Exercise task >> Please gather every line in the rows below that contains the word "grey" and copy each one.

Material to process >>
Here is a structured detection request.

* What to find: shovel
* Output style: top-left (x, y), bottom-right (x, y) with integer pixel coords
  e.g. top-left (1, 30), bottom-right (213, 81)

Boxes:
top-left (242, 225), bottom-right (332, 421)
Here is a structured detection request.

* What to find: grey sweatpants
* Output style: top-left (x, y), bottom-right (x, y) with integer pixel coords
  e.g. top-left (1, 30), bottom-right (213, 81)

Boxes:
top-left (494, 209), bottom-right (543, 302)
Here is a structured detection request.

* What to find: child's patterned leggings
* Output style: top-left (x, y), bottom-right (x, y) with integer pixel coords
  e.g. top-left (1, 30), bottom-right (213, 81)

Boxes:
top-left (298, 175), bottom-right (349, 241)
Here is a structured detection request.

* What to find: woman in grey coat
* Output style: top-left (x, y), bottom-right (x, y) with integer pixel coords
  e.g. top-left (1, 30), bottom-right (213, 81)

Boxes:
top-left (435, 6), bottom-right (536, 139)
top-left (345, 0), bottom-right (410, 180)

Exercise answer >>
* What to find: grey sweatpants
* What to find: woman in grey coat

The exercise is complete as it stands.